**WHAT THE TASK REQUIRES:** Could you return, unchanged, everything from the start of the records down to and including the line that contains "positive clicks: (391, 527) (295, 544)"?
____ DATA UNDER STUDY
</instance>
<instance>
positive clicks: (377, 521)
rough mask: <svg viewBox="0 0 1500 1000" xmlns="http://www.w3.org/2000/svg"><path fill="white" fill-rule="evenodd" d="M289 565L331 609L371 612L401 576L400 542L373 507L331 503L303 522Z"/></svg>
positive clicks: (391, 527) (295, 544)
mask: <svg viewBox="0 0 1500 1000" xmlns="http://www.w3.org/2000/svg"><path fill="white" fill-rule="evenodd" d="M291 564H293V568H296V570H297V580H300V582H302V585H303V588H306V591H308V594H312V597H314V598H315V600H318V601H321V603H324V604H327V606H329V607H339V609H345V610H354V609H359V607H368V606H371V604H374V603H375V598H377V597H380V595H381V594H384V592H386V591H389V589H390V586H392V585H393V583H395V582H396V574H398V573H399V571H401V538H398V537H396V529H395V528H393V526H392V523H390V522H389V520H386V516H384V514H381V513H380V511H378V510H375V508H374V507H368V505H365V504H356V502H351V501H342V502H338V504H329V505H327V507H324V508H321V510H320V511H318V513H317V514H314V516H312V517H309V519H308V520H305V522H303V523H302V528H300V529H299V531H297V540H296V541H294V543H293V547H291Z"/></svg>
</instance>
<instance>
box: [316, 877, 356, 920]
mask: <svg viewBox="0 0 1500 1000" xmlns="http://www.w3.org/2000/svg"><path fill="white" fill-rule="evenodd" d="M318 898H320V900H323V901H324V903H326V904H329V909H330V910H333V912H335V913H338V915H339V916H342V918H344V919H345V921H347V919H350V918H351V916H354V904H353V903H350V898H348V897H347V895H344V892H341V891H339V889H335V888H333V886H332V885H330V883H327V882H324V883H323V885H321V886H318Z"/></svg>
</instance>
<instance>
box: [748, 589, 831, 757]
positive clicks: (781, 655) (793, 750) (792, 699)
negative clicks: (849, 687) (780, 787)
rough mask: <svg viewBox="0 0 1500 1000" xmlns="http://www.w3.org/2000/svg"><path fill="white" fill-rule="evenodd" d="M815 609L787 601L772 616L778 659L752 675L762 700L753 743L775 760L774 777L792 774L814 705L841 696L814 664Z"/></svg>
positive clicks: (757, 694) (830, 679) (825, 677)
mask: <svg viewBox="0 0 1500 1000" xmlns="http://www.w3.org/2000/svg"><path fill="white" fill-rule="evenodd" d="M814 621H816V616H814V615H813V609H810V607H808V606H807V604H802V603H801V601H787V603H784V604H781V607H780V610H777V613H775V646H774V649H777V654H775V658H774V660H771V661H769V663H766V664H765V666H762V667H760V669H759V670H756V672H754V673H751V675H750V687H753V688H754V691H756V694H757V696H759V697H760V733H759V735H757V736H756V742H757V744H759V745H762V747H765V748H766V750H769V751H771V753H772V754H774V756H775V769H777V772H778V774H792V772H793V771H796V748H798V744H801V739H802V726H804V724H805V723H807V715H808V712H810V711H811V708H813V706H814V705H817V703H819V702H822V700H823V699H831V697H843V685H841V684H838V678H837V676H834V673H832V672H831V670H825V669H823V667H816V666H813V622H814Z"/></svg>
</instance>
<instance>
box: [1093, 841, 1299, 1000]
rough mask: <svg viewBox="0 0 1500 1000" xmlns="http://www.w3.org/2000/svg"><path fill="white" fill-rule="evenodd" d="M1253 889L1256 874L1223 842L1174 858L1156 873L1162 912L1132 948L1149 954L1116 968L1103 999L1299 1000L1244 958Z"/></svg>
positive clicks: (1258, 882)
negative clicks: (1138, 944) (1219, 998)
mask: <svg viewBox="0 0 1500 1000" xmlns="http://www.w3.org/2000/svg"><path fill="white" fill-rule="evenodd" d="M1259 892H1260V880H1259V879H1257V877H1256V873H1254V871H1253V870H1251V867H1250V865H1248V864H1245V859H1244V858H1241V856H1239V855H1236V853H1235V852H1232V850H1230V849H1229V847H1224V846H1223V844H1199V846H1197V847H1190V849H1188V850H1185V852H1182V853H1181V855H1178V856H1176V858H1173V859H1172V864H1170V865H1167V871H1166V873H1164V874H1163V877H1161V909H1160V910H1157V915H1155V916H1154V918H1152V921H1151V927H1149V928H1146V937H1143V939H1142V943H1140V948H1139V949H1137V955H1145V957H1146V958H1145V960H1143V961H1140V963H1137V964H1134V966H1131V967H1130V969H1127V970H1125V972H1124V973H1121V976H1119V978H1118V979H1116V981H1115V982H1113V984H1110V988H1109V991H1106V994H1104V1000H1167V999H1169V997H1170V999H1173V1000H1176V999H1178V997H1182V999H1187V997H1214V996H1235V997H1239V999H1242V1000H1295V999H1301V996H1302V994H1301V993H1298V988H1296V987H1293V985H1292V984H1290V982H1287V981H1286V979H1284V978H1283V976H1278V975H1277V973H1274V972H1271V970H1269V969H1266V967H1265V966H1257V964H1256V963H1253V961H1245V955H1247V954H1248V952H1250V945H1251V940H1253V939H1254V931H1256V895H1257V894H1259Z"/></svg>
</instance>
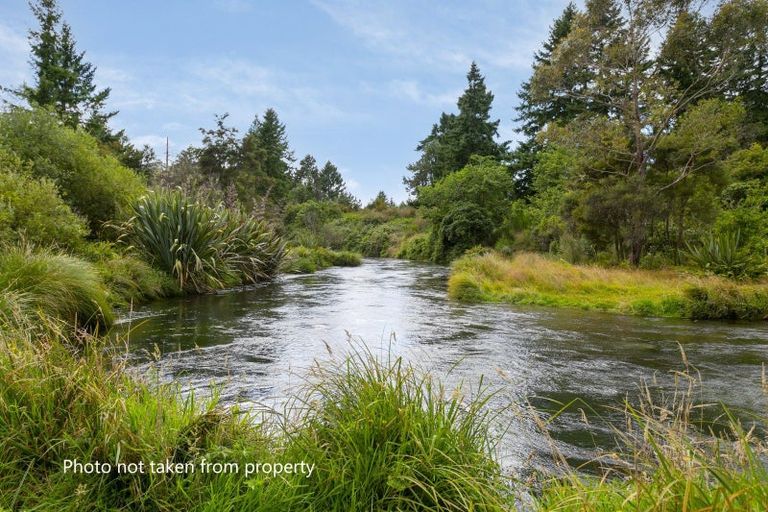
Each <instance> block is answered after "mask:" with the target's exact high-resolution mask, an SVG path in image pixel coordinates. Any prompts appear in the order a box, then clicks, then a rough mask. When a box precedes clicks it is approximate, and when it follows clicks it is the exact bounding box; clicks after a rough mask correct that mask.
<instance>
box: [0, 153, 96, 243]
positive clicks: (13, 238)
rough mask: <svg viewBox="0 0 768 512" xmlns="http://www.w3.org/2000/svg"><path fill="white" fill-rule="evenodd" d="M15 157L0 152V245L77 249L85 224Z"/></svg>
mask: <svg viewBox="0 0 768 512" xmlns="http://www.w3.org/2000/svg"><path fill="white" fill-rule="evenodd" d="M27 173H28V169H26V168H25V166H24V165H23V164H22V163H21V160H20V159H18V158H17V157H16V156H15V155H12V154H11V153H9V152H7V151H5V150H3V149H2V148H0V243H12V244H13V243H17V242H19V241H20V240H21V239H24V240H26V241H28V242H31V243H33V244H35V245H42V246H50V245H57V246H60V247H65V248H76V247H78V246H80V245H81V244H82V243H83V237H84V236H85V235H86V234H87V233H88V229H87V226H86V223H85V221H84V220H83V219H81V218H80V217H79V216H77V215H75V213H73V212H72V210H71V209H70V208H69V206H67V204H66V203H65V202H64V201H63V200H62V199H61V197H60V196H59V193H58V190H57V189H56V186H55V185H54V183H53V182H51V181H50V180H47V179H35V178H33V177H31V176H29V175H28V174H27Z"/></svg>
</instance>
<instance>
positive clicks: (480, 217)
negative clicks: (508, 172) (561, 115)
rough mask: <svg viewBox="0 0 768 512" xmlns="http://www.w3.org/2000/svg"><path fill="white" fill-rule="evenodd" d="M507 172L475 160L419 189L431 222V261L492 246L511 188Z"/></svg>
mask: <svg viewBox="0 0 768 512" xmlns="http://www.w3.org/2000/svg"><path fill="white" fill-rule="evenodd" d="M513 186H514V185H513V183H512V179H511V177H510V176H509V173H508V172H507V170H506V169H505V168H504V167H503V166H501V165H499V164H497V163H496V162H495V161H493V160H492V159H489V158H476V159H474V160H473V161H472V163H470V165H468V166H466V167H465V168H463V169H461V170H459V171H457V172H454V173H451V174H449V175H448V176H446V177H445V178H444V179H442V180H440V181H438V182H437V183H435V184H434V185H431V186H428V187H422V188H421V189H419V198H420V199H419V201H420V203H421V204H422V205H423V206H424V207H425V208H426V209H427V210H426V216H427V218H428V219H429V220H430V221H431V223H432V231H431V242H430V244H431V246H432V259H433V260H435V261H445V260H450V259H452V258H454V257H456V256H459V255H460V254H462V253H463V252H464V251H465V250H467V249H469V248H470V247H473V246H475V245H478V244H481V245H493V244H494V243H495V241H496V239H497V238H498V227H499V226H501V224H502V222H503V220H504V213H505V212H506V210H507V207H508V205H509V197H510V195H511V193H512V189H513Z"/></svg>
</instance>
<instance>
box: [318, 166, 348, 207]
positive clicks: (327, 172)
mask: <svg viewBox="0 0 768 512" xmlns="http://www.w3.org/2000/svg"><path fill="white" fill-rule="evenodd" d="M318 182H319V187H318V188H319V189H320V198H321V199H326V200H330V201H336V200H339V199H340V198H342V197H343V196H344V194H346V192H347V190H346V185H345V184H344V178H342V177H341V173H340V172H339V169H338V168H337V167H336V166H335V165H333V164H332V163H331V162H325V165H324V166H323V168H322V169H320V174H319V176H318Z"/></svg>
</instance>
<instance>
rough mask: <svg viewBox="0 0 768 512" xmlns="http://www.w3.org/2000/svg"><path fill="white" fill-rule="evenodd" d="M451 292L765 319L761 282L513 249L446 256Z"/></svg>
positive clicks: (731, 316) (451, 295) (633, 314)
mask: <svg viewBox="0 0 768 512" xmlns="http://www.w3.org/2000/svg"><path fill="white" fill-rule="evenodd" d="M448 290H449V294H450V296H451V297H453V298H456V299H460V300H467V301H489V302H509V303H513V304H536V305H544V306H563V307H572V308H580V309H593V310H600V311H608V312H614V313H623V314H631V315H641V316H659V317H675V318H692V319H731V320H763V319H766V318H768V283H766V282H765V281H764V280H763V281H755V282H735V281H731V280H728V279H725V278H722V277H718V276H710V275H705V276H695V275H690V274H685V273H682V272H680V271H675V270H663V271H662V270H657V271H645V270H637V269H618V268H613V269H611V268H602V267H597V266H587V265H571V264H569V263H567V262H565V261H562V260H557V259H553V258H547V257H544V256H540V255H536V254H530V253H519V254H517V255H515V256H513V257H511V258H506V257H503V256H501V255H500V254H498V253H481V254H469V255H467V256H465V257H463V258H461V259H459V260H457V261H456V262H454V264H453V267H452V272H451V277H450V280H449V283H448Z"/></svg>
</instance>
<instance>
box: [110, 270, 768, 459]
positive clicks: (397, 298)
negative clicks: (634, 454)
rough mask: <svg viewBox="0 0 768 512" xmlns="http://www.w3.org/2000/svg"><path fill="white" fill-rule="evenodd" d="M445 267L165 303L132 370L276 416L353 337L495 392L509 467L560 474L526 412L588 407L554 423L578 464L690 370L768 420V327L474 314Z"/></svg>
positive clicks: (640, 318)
________
**EXERCISE ANSWER:**
</instance>
<instance>
positive clicks: (377, 521)
rough mask: <svg viewBox="0 0 1500 1000" xmlns="http://www.w3.org/2000/svg"><path fill="white" fill-rule="evenodd" d="M289 565L331 609L371 612L401 576L400 542L373 507L331 503L303 522Z"/></svg>
positive clicks: (391, 527) (295, 544)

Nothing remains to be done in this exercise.